(Saved data entries)
[Begin]

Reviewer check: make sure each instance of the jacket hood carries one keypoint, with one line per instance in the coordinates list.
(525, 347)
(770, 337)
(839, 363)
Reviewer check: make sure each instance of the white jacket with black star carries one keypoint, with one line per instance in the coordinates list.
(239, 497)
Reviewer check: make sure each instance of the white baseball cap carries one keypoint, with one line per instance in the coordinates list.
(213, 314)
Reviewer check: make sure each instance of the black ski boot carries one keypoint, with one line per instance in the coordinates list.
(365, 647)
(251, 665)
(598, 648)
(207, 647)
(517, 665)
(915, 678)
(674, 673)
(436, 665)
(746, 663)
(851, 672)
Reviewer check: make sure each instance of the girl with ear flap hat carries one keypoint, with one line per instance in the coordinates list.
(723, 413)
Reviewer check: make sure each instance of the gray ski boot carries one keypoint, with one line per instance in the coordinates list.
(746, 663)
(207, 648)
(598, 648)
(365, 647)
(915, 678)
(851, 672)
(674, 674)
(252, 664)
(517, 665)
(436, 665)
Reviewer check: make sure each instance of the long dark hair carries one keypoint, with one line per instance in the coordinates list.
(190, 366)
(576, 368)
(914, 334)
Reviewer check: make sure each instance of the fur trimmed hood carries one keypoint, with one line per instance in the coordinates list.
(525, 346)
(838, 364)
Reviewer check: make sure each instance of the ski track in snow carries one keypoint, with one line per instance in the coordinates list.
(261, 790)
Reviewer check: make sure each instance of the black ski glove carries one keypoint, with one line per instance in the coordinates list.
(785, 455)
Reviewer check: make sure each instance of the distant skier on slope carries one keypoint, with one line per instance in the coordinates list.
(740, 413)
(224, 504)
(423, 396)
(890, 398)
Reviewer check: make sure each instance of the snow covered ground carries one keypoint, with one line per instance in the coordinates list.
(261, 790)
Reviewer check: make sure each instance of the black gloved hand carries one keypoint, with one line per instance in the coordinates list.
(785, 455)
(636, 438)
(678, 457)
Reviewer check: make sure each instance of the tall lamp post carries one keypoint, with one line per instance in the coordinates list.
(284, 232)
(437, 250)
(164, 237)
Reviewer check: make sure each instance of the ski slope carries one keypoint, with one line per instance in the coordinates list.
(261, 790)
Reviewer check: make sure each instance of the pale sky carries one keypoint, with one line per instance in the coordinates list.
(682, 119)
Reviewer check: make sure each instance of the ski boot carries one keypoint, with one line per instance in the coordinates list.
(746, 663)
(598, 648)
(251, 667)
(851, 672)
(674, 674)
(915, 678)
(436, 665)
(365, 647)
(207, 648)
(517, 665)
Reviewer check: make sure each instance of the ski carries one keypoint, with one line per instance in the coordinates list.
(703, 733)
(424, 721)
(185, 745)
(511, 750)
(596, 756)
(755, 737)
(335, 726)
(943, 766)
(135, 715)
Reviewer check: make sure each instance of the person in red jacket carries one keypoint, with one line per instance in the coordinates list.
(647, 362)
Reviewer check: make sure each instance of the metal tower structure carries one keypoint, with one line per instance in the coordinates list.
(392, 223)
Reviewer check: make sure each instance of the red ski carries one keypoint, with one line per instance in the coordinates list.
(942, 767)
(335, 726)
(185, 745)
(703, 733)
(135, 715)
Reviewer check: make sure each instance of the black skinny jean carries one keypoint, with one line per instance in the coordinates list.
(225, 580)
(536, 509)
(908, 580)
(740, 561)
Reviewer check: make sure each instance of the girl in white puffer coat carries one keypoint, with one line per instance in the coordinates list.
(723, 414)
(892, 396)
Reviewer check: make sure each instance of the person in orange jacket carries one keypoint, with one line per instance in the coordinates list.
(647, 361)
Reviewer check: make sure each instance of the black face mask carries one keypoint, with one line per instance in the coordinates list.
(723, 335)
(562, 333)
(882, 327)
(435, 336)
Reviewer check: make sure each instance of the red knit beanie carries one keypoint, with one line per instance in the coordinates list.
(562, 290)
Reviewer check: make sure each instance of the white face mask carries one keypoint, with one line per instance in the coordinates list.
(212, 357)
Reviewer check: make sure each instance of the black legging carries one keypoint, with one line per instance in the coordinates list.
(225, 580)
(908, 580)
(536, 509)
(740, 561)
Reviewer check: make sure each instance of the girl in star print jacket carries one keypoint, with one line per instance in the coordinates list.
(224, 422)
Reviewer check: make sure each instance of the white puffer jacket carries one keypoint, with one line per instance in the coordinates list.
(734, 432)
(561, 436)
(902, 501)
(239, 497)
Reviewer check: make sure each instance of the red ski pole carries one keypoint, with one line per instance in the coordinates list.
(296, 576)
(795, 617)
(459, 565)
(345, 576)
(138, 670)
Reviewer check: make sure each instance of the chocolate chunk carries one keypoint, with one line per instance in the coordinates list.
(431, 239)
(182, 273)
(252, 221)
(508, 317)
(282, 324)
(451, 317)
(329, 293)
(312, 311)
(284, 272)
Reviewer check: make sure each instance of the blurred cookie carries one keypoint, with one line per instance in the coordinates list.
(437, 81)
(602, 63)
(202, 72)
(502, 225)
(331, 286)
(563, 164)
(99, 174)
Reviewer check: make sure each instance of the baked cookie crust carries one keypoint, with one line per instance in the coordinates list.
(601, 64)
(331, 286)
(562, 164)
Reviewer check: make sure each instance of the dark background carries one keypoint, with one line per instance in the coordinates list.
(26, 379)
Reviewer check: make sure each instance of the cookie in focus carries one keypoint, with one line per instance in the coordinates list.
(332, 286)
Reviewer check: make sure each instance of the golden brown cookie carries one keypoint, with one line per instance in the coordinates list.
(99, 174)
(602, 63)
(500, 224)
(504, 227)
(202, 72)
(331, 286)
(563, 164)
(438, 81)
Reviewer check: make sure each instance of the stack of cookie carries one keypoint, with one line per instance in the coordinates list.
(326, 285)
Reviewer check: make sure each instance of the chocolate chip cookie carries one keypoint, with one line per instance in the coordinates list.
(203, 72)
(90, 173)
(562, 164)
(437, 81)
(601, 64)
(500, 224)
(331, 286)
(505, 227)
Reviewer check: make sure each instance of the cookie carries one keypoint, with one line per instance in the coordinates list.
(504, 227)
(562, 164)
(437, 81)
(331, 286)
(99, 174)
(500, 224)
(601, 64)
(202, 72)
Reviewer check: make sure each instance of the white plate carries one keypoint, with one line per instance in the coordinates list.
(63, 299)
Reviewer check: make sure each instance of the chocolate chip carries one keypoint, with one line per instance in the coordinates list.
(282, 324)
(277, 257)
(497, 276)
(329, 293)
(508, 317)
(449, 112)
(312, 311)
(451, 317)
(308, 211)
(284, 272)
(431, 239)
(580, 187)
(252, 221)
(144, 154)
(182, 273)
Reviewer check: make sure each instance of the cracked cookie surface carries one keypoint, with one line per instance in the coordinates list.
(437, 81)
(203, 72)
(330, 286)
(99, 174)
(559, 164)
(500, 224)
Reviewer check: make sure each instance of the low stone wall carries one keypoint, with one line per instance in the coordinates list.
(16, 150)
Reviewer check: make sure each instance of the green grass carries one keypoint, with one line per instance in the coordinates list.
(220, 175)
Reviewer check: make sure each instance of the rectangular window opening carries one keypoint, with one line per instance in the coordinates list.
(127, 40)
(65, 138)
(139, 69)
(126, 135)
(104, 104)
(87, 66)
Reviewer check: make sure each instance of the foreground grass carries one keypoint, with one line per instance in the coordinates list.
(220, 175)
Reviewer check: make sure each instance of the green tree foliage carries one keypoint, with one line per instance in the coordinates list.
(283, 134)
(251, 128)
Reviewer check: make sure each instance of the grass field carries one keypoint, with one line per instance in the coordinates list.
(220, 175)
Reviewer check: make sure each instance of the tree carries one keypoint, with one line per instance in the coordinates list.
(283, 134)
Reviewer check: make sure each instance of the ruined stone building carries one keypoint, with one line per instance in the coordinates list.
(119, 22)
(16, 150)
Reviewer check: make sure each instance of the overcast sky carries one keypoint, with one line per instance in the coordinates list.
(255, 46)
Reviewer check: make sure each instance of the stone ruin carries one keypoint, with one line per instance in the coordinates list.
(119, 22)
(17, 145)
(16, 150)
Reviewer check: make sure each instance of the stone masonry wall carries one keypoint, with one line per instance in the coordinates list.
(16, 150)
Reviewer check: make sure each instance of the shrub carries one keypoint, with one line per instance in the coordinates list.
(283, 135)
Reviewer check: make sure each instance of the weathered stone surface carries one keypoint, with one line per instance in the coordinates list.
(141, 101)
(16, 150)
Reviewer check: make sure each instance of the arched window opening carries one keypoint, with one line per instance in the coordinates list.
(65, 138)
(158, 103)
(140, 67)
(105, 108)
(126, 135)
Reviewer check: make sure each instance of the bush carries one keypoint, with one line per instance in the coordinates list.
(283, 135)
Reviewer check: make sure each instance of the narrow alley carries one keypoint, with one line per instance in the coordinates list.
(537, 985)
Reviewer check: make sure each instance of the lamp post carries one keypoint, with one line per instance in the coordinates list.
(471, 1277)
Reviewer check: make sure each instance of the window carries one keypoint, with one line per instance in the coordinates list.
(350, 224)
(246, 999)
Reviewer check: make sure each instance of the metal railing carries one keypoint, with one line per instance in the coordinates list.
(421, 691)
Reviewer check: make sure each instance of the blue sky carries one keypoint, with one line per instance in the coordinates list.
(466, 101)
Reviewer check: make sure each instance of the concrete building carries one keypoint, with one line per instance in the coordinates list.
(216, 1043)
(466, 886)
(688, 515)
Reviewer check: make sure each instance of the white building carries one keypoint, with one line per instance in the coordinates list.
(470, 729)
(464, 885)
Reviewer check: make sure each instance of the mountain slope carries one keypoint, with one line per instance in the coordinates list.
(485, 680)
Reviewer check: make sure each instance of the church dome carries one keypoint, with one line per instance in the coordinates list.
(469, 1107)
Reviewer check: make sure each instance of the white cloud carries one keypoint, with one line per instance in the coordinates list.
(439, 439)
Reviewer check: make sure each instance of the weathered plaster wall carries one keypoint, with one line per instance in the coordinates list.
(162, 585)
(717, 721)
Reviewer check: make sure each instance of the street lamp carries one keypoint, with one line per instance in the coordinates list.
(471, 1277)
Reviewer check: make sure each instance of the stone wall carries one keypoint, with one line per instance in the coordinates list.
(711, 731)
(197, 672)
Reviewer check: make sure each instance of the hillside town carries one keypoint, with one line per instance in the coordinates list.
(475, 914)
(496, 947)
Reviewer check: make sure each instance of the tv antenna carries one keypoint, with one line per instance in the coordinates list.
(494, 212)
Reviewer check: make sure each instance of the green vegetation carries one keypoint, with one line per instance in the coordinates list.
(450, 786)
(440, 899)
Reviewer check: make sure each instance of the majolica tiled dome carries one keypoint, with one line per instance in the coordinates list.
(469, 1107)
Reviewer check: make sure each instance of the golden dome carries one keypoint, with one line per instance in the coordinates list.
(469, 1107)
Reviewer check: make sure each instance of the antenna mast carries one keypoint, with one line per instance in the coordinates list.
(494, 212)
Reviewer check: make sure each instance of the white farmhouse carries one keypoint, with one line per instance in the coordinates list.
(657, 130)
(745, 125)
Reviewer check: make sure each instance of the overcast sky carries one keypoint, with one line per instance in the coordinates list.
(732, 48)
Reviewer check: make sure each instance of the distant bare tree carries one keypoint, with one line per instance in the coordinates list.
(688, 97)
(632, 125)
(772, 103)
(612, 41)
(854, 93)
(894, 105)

[End]

(PROMPT):
Can you change "dome" to "cupola" throughout the entries from the line containing "Reviewer check: make sure each instance of the hillside" through the last entry, both ends included, and return only those lines with nothing else altered?

(THE SOLUTION):
Reviewer check: make sure each instance of the hillside town carries one keypoint, with one line per instance in the coordinates list.
(475, 914)
(496, 947)
Reviewer check: make sure each instance of the tv antenna carries one keypoint, with one line per instance in the coordinates list.
(494, 212)
Reviewer check: make sure each instance of the green vegetation carries one keypoint, with one line per instance in the coordinates list.
(450, 786)
(440, 899)
Reviewer check: make sure each instance of the majolica tiled cupola carries one keypoint, with one line per instance in the coordinates list.
(469, 1107)
Reviewer check: make sure each instance of the golden cupola carries one keypoint, with one line per instance in the coordinates list.
(469, 1107)
Reviewer check: make sure each instance of the antenna mast carries one keypoint, with one line per instance in the coordinates list.
(494, 212)
Reviewer check: make sure each instance of the white farmhouse carries one keypoint, with one line per instance in the coordinates list.
(657, 130)
(745, 125)
Reviewer check: make sure each instance of the overcast sky carries one keypoint, with one line per instance in the coordinates list.
(732, 48)
Reviewer check: make sure each instance of the distant bare tree carries one keypoint, with one line per instance in the coordinates list.
(688, 97)
(632, 125)
(772, 103)
(612, 41)
(854, 93)
(894, 105)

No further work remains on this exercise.